Excerpt provided |
● ● ●

While diversity policies and strategies have been implemented and celebrated widely, homogeneity at recruitment stage is surreptitiously reproducing monocultures which offer little if any space for thinking outside-the-box.  In light of popular quick fixes in challenging times, most prevalently applied are drastic downsizing, restructuring, and right-shoring (a euphemism that hints at prior attempts of off- and on-shoring) which are all adding to the malaise. All of which have resulted in the opposite of genuine zero-error cultures. Rather, these factors in combination may explain why major errors such as a neglected server at JP Morgan’s could happen. We see such failures and negligence (including pervasive data massaging) frequently, although differences in forms, shape, and dimension can be observed, entailing various degrees of active or passive neglect and manipulation.

Restructuring workloads and task areas often result in fewer individuals doing more work. Permanent staff may have been laid off in favor of newly hired contractors and temps. Overall, the [permanent] headcount appears reduced and shareholders are pleased. In times of downsizing and cost cutting, coupled with key decision-makers being keen on maintaining their budget rather than investing in smarter technology and revising processes and procedures with a view to efficiency, remaining staff often are crippled by fear of what will happen next. Add the typical lack of clear communication, direction and reliable visionary stances from the top that marks these situations, the sheer overload induced by the additional work becomes even more of a botox-requiring sweat factor. Who will be axed next? Which department evaporates entirely in the next round?

In industries where particular aspects of corporate sub-culture add a layer of misuse of power onto those who are charged with tasks beyond their meaningful boundaries and structure of responsibilities (see discussion of the 100 hours workweek), the error rate is further multiplied.  Stakeholders and shareholders should feel alarmed as such incidents reveal only the tip of the iceberg of operational risks.

● ● ●

Brief A | Reproduce the passage on corporate downsizing word for word, starting at "Restructuring workloads and" and ending at "the next round?".
The text and the listing come from unrelated sources.

Records drawn from a collection |
● ● ●

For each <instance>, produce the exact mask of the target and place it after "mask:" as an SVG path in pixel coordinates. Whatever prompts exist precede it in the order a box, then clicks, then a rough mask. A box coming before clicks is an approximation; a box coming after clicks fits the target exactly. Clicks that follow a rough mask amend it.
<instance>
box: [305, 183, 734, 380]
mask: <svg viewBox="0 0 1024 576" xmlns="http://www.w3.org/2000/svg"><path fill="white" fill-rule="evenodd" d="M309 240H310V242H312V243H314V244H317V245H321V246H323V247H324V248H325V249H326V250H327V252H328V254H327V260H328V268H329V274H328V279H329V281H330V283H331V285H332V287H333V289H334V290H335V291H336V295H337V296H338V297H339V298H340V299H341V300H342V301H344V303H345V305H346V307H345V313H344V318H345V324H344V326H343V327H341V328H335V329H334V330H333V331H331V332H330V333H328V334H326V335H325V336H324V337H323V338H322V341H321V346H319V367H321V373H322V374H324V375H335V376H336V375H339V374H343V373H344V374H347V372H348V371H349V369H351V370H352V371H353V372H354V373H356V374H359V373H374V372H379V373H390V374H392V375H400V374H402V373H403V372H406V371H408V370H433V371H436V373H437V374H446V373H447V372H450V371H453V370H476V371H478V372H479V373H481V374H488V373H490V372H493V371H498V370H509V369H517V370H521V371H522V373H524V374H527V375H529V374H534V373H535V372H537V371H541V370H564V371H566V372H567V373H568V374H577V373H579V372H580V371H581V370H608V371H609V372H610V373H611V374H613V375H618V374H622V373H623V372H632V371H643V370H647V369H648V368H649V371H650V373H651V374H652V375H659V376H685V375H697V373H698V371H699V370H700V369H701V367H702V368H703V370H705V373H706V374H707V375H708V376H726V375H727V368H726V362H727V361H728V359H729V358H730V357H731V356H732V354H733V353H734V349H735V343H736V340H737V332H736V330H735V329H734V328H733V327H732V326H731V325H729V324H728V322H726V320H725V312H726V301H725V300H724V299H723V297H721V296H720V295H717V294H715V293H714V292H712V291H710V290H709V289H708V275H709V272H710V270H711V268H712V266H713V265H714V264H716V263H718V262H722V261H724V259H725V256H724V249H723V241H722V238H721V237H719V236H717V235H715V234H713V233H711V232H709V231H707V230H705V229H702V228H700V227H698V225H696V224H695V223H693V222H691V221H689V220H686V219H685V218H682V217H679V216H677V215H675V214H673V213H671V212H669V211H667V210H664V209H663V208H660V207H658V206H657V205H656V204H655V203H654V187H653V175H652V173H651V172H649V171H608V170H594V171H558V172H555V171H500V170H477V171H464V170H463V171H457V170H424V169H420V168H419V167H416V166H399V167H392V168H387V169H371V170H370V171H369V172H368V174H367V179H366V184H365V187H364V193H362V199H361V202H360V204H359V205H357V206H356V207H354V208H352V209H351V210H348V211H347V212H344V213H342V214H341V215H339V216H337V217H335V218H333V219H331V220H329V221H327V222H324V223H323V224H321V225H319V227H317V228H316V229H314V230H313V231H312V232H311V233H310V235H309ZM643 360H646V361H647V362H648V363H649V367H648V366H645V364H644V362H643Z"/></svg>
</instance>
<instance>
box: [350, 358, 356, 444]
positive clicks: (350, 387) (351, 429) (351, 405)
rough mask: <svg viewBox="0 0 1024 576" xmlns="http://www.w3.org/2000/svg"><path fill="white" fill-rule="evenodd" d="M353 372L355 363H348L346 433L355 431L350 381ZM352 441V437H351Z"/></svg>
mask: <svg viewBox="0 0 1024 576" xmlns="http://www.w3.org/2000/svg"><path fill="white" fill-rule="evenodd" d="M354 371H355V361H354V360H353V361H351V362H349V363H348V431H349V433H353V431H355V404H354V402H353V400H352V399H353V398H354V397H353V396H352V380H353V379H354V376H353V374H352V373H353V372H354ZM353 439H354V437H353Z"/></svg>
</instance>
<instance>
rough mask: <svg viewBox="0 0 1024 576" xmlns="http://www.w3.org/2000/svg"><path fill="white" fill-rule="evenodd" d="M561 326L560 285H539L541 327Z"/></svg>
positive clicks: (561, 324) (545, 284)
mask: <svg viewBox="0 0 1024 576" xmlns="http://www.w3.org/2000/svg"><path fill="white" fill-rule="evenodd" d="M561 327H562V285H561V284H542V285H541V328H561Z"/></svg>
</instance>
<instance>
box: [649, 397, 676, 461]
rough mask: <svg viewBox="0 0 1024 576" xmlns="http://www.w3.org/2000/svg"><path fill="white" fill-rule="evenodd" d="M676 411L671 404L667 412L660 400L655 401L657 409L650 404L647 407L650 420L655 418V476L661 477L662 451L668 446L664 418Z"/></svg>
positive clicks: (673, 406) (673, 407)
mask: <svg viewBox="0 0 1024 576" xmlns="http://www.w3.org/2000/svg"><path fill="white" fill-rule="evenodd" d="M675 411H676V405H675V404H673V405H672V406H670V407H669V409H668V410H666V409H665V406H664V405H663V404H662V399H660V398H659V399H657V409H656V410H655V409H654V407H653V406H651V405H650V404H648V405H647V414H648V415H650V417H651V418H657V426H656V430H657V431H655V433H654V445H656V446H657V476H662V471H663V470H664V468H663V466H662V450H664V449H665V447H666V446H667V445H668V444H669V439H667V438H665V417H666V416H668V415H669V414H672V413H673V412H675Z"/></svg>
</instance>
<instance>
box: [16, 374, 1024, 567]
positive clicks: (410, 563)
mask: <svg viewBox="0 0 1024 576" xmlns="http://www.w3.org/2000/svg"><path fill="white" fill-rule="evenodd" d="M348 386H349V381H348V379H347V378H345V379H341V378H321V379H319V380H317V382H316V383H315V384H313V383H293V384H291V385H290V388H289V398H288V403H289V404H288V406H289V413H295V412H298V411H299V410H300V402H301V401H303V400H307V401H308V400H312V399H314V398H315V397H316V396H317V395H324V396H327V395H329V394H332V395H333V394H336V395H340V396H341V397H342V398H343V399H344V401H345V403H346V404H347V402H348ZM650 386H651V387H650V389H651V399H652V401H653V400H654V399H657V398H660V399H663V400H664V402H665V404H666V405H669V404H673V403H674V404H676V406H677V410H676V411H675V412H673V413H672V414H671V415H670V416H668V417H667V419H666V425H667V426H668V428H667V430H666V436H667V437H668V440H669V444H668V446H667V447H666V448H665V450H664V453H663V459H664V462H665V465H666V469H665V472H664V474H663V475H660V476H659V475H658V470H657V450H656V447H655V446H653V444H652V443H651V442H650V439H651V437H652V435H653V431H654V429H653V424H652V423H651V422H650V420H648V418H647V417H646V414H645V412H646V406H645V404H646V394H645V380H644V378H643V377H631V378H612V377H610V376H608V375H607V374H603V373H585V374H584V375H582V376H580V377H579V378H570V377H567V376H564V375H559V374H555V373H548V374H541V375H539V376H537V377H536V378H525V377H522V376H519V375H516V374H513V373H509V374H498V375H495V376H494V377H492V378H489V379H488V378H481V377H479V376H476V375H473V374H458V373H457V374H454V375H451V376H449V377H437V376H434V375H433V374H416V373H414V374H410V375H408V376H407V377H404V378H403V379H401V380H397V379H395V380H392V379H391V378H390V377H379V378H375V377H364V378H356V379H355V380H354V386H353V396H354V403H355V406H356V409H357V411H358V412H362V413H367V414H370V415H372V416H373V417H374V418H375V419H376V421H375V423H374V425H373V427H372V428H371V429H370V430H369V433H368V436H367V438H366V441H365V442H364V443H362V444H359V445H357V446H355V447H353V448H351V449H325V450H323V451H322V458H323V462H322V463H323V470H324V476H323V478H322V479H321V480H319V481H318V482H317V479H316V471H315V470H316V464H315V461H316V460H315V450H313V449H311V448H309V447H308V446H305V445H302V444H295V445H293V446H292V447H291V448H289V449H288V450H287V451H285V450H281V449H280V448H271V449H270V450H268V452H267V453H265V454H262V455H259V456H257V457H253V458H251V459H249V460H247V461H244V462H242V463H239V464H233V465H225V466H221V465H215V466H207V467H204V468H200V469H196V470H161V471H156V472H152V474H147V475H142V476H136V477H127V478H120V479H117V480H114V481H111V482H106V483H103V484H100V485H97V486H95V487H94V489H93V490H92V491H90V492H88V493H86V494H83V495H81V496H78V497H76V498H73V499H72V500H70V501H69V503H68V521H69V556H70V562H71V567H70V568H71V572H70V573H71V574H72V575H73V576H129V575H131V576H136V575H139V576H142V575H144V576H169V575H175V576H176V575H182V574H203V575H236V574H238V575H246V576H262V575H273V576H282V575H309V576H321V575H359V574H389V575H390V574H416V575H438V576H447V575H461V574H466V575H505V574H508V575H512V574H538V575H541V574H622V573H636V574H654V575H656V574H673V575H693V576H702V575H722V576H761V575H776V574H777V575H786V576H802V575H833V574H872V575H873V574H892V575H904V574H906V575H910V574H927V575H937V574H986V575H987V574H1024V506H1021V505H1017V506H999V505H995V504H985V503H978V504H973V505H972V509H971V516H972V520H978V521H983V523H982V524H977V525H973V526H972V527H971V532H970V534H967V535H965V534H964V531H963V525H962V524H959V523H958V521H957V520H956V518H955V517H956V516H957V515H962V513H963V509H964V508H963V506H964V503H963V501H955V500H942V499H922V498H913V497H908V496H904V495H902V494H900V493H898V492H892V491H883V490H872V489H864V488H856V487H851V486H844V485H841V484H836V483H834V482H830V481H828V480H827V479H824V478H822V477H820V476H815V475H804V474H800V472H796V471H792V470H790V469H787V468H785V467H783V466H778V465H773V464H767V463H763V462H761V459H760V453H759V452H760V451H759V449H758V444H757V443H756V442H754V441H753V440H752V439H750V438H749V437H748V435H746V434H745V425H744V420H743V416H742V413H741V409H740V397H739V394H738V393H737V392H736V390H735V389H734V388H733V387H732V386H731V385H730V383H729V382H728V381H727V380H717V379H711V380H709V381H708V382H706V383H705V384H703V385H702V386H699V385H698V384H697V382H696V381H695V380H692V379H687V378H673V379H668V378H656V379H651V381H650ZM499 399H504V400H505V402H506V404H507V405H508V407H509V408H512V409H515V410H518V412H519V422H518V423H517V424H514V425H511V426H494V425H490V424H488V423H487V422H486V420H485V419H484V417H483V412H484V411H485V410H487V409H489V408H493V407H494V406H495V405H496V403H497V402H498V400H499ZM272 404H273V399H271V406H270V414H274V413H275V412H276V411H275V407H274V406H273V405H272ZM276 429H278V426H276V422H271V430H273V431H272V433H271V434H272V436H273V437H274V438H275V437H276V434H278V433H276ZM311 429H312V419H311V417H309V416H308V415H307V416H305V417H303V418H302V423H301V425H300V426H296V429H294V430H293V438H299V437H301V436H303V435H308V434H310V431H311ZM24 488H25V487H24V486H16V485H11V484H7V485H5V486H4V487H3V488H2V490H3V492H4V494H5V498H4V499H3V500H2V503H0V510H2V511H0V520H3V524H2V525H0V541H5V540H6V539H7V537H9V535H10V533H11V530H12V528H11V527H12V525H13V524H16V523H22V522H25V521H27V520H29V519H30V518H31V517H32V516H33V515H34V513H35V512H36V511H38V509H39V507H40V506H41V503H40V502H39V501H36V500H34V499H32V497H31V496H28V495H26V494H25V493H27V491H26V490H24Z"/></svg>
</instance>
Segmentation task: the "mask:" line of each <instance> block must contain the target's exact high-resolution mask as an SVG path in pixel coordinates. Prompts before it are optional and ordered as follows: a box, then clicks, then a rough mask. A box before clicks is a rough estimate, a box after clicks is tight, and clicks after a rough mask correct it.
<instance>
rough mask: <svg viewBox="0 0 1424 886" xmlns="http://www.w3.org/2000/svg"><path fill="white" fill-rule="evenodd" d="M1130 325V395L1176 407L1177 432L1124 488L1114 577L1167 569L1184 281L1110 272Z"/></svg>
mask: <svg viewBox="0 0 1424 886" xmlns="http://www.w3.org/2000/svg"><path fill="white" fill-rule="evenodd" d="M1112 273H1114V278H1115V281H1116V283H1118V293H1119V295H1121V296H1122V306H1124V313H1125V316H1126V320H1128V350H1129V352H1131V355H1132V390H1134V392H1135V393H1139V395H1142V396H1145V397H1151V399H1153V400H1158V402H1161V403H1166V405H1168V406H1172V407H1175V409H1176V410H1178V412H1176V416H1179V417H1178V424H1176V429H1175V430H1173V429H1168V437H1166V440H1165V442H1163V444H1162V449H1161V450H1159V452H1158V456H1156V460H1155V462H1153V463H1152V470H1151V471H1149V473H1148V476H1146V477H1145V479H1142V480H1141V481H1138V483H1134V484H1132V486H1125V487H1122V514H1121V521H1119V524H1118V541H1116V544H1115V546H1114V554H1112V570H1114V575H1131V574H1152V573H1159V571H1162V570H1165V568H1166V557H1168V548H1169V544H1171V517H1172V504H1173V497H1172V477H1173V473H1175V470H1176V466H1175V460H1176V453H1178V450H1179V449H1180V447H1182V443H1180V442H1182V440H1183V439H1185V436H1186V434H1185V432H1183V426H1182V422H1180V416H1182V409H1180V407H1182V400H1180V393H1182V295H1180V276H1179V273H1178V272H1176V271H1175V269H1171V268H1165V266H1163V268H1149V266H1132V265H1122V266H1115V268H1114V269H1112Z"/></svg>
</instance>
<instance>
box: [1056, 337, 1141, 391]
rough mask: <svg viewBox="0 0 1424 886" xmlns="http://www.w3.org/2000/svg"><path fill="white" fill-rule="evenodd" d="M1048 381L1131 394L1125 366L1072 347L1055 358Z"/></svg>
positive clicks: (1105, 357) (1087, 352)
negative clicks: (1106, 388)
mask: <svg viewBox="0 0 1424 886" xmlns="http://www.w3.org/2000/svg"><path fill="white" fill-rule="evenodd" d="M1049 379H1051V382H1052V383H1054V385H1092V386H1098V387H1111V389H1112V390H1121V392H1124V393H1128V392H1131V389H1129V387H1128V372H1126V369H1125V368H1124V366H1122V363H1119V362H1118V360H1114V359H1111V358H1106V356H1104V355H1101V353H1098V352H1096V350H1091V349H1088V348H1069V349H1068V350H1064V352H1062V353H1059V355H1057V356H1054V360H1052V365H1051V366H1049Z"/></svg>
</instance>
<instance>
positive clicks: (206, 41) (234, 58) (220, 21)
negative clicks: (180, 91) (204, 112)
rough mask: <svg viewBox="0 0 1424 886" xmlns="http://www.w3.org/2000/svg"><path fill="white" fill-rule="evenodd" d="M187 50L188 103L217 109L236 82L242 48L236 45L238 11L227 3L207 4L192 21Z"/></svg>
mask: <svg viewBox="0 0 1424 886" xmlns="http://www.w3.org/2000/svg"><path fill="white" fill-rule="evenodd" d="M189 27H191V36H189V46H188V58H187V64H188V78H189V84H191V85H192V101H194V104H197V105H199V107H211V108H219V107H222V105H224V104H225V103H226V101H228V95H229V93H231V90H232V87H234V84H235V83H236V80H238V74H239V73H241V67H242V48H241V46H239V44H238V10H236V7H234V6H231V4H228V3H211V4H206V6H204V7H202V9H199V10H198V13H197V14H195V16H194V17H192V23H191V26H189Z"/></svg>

● ● ●

Brief B | How many lines of the listing contain the string "negative"? Give only the number.

Task result A |
Restructuring workloads and task areas often result in fewer individuals doing more work. Permanent staff may have been laid off in favor of newly hired contractors and temps. Overall, the [permanent] headcount appears reduced and shareholders are pleased. In times of downsizing and cost cutting, coupled with key decision-makers being keen on maintaining their budget rather than investing in smarter technology and revising processes and procedures with a view to efficiency, remaining staff often are crippled by fear of what will happen next. Add the typical lack of clear communication, direction and reliable visionary stances from the top that marks these situations, the sheer overload induced by the additional work becomes even more of a botox-requiring sweat factor. Who will be axed next? Which department evaporates entirely in the next round?

Task result B | 2